> _Problem set_
(1) Decide whether each statement below agrees with the passage on California payroll bills, and give yes or no along with the deciding words quoted exactly. (a) Under A.B. 1947, employees would have one year to file complaints with the state Division of Labor Standards Enforcement. (b) Under A.B. 1512, rest periods are to be at least 15 minutes for every four hours worked. (c) Photographers and videographers are among the services added to the list of those exempt from the worker-status tests.
(2) Print the part of the passage on California payroll bills starting with "Worker-status, local labor" and going on through "(D) for consideration.".
(3) State the date until which the rest-period requirements for guards in the passage on California payroll bills would remain in effect.

> _Passage shown_
★ ★ ★ ★ ★ ★ ★

- Several payroll-related bills passed the California legislature
- The measures are to be considered by Gov. Gavin Newsom (D)
Worker-status, local labor standards enforcement, and family leave were among several payroll-related items that passed the California legislature and were sent to Gov. Gavin Newsom (D) for consideration.
The bills include a measure that would clarify add and amend worker-status exemptions under a California law, which took effect Jan. 1, 2020. Under the law, workers are considered employees unless they satisfy a three-part test. Exempt services may be subject to a broader worker-status test that more easily could find workers to be independent contractors.
Worker classification (A.B. 2257): Exemptions contained in a worker-status bill that took effect Jan. 1, 2020, were clarified, particularly as it relates to businesses that contract with one another, referral services, and professional services. Additional services also were added to the list of those exempt from the worker-status tests that generally considers workers to be employees unless all three parts of the test are satisfied. These additional services include individual musicians, songwriters, lyricists, composers, photographers, and videographers. A limit would be lifted on how many times in a year that certain photographers, writers, editors, and illustrators may submit their work and remain exempt, but additional requirements are specified.
Rest periods (A.B. 1512): Guards covered by collective bargaining agreements with wage and hour provisions may, if told to return to their duties during a rest break, be allowed to restart the interrupted rest break as soon as possible. Guards who are not allowed to take an uninterrupted rest period would have to be paid an extra hour of compensation at the regular base hourly pay rate. Rest periods are to be at least 10 minutes for every four hours worked. These requirements would not apply to existing cases filed before Jan. 1, 2021, and would remain in effect until Jan. 1, 2027.
Employment violations (A.B. 1947): The amount of time that employees have to file complaints with the state Division of Labor Standards Enforcement would be doubled to one year from the date that they are discharged or discriminated against in violation of any law that is under the labor commissioner’s jurisdiction. Employees now have six months to file a complaint. Reasonable attorneys’ fees also could be awarded in successful lawsuits by employees claiming retaliation.
Wage enforcement (A.B. 3075): Municipalities could enforce labor standards that are more stringent than state standards. Localities already may enforce wage and hour laws that are more stringent than state standards.
Written notice (S.B. 1102): Employers would have to provide employees when they are hired and immigrant agricultural workers with written notice of any federally or state declared disaster that was declared within 30 days and applies to the county where the workers are employed. Employers of immigrant agricultural workers also would have to provide written notice in Spanish and, if requested, in English, about information about federal and state laws related to overtime wage rates, pay periods, and rest and meal periods, as well as information about on-site hazards and night-work equipment, such as reflective clothing and headlamps.

★ ★ ★ ★ ★ ★ ★

> _Data records_
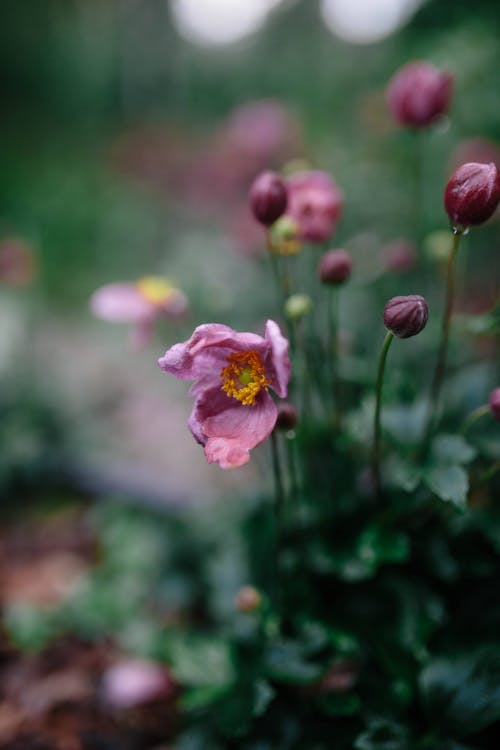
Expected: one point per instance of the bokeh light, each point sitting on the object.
(366, 21)
(219, 22)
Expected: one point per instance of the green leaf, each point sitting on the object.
(286, 661)
(199, 660)
(382, 735)
(339, 704)
(462, 694)
(452, 450)
(449, 483)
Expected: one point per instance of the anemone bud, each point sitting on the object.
(406, 316)
(335, 267)
(494, 402)
(268, 197)
(287, 416)
(472, 194)
(419, 94)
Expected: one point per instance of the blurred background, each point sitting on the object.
(129, 134)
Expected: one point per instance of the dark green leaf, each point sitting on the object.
(452, 449)
(449, 483)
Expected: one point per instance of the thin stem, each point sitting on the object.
(378, 404)
(279, 501)
(437, 380)
(418, 195)
(481, 411)
(333, 349)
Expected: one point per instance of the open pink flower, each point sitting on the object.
(314, 203)
(139, 303)
(233, 411)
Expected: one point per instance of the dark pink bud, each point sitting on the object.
(335, 267)
(406, 316)
(495, 403)
(314, 204)
(472, 194)
(287, 416)
(418, 94)
(268, 197)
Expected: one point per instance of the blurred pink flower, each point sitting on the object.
(314, 203)
(419, 94)
(233, 411)
(134, 682)
(140, 303)
(17, 262)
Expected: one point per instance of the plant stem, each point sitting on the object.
(437, 380)
(378, 403)
(481, 411)
(279, 501)
(333, 349)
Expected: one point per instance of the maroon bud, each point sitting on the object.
(495, 403)
(287, 416)
(335, 267)
(406, 316)
(419, 94)
(472, 194)
(268, 197)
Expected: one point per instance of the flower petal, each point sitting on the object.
(204, 355)
(278, 359)
(227, 429)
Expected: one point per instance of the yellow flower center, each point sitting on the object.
(244, 376)
(155, 289)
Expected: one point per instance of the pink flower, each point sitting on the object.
(419, 94)
(139, 303)
(314, 203)
(233, 411)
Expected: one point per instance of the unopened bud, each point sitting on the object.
(268, 197)
(494, 402)
(298, 306)
(283, 237)
(248, 599)
(335, 267)
(406, 316)
(419, 94)
(287, 416)
(472, 194)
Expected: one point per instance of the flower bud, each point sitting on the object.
(248, 599)
(335, 267)
(287, 416)
(472, 194)
(268, 197)
(406, 316)
(298, 306)
(283, 237)
(419, 94)
(494, 402)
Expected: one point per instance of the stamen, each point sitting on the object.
(155, 289)
(244, 377)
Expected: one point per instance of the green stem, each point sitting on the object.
(473, 417)
(437, 380)
(378, 404)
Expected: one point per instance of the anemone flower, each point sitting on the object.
(140, 303)
(314, 203)
(232, 374)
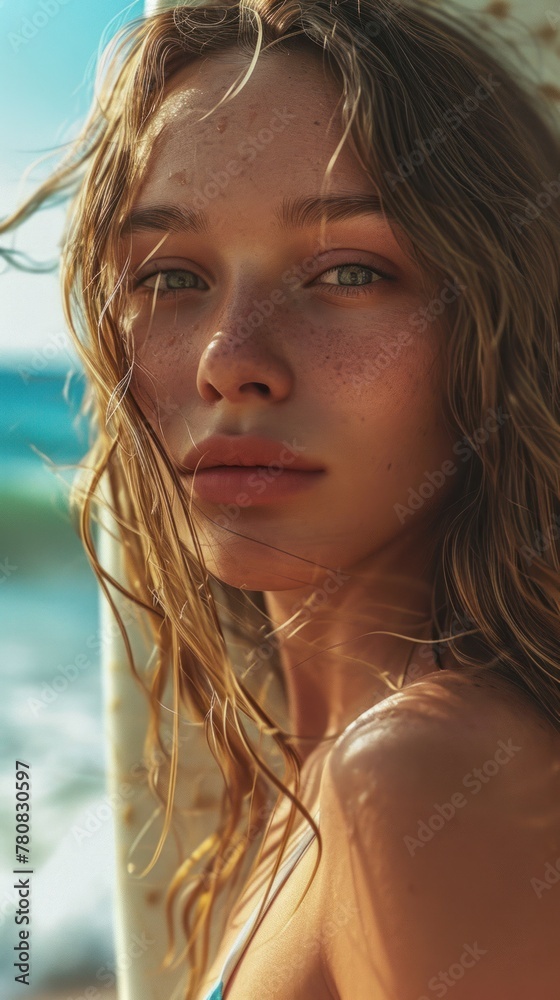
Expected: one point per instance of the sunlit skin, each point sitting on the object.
(306, 374)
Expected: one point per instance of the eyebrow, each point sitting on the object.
(292, 213)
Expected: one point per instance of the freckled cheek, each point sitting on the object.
(161, 373)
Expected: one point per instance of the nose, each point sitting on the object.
(244, 360)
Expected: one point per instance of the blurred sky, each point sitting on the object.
(48, 50)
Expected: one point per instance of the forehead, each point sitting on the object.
(283, 124)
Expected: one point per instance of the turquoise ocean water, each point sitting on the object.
(51, 706)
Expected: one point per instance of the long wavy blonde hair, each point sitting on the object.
(483, 193)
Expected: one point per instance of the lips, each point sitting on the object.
(244, 450)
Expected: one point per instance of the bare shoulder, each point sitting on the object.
(450, 714)
(440, 814)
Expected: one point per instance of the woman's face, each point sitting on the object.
(281, 330)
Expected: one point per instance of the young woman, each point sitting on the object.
(312, 268)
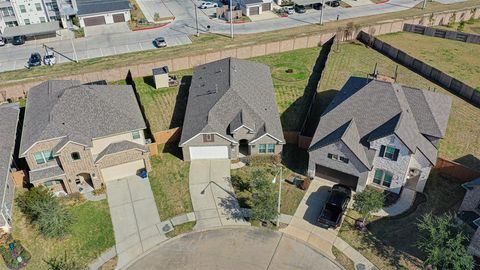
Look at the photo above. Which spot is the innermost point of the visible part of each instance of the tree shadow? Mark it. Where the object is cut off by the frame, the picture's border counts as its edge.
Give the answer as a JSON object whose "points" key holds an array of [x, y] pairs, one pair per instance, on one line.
{"points": [[181, 102]]}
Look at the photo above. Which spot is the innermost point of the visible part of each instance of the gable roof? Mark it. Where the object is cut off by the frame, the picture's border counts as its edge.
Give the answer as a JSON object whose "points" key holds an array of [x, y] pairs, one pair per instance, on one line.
{"points": [[230, 93], [379, 109], [58, 109]]}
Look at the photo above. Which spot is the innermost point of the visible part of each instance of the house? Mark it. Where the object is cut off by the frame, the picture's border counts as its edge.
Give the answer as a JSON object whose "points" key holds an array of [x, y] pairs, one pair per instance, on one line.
{"points": [[98, 12], [379, 133], [76, 137], [470, 211], [8, 130], [254, 7], [231, 111]]}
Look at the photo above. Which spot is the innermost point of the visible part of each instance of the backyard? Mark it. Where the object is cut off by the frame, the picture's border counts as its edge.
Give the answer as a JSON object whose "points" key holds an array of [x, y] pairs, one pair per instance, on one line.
{"points": [[456, 58], [463, 132], [390, 242], [92, 234]]}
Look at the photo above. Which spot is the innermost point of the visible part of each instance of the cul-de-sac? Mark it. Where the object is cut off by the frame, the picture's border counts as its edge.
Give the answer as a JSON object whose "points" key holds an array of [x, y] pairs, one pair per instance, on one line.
{"points": [[240, 134]]}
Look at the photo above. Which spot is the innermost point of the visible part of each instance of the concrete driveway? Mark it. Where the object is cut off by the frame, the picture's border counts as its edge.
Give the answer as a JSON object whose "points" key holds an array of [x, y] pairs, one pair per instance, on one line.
{"points": [[213, 198], [245, 248], [134, 216]]}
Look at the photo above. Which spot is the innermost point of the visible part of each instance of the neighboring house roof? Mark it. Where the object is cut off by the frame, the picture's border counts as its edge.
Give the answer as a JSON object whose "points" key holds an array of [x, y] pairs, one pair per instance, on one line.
{"points": [[86, 7], [58, 109], [375, 109], [229, 93], [120, 147]]}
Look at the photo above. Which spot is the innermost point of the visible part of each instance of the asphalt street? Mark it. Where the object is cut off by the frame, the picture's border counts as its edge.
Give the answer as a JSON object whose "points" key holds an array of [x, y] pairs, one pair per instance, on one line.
{"points": [[178, 32]]}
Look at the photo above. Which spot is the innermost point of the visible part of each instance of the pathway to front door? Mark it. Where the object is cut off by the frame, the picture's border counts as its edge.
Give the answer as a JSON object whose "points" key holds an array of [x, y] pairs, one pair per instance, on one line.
{"points": [[213, 198]]}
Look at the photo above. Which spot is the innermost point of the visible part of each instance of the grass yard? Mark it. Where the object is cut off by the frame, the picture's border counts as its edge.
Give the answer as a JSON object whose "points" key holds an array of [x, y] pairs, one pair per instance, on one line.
{"points": [[92, 234], [458, 59], [463, 132], [382, 244], [169, 182]]}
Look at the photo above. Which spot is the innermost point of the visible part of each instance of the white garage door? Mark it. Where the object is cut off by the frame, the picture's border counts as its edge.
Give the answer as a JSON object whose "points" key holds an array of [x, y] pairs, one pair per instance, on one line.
{"points": [[122, 170], [208, 152]]}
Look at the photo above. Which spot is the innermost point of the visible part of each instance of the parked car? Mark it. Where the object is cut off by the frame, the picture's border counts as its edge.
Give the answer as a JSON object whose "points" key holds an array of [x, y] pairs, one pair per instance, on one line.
{"points": [[160, 42], [206, 5], [336, 205], [18, 40], [299, 8], [34, 60], [49, 58], [289, 10], [333, 3]]}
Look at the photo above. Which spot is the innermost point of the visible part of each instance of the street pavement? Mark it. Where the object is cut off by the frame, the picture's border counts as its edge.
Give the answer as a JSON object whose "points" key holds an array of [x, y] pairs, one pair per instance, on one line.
{"points": [[178, 32], [213, 198], [239, 248], [135, 219]]}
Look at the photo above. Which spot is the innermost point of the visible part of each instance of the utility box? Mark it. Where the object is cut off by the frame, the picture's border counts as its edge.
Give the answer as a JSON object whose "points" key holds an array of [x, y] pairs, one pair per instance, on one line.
{"points": [[160, 77]]}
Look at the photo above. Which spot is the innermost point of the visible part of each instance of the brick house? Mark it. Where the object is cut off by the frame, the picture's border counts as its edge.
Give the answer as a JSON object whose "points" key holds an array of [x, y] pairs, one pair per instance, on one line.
{"points": [[379, 133], [75, 137]]}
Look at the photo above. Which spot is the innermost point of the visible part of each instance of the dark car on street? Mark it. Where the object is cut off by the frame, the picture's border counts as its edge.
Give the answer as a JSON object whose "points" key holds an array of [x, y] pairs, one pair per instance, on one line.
{"points": [[336, 205], [18, 40], [34, 60], [299, 8], [160, 42]]}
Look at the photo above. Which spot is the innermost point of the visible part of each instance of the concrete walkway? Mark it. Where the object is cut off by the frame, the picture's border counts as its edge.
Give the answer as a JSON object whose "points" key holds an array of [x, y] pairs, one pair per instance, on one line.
{"points": [[407, 197], [303, 225], [213, 198], [135, 219]]}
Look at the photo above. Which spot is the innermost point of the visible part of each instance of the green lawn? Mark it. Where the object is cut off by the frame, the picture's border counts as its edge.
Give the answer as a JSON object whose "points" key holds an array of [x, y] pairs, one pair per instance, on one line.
{"points": [[169, 182], [92, 234], [382, 244], [463, 132], [458, 59]]}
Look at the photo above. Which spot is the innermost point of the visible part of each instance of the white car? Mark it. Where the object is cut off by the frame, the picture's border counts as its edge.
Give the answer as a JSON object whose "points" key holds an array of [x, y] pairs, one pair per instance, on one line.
{"points": [[206, 5], [49, 59]]}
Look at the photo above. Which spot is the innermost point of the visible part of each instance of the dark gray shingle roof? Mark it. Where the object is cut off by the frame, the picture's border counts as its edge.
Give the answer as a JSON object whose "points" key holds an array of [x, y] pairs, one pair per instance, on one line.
{"points": [[120, 147], [379, 109], [228, 93], [86, 7], [56, 109]]}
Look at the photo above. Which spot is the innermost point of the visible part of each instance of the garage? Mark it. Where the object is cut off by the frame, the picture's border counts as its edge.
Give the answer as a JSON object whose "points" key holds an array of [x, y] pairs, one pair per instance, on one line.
{"points": [[254, 11], [208, 152], [336, 176], [118, 17], [98, 20], [266, 6], [122, 170]]}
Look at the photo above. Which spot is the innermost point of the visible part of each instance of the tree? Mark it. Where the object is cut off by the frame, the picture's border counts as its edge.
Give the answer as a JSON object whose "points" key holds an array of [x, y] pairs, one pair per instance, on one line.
{"points": [[444, 243], [368, 201], [264, 197]]}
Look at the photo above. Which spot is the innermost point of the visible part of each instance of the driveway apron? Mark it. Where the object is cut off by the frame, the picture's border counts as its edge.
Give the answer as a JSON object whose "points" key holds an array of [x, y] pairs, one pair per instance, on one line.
{"points": [[134, 216], [213, 198]]}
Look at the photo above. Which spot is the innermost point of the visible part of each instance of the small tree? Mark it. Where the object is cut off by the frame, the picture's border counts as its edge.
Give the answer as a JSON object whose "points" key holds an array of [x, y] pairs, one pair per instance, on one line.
{"points": [[264, 197], [444, 243], [368, 201]]}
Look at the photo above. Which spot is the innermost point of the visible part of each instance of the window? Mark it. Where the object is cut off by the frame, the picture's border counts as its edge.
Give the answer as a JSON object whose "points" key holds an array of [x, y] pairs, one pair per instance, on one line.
{"points": [[43, 157], [75, 156], [389, 152], [136, 134], [271, 148], [208, 138], [262, 148], [383, 178]]}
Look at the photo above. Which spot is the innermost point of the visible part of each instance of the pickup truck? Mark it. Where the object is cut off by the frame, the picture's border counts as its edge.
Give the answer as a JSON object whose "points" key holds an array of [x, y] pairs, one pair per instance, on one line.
{"points": [[336, 204]]}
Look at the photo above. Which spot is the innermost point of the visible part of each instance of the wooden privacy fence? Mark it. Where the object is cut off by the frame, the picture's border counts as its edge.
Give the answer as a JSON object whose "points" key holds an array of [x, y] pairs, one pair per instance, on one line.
{"points": [[456, 170]]}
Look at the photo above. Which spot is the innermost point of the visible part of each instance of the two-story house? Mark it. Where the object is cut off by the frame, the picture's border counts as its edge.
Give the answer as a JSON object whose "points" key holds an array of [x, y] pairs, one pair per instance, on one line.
{"points": [[379, 133], [76, 137]]}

★ ★ ★ ★ ★ ★ ★

> _Solutions in order_
(1)
(a) Yes: "would be doubled to one year from the date that they are discharged or discriminated against"
(b) No: "Rest periods are to be at least 10 minutes for every four hours worked."
(c) Yes: "These additional services include individual musicians, songwriters, lyricists, composers, photographers, and videographers."

(2)
Worker-status, local labor standards enforcement, and family leave were among several payroll-related items that passed the California legislature and were sent to Gov. Gavin Newsom (D) for consideration.

(3) Jan. 1, 2027.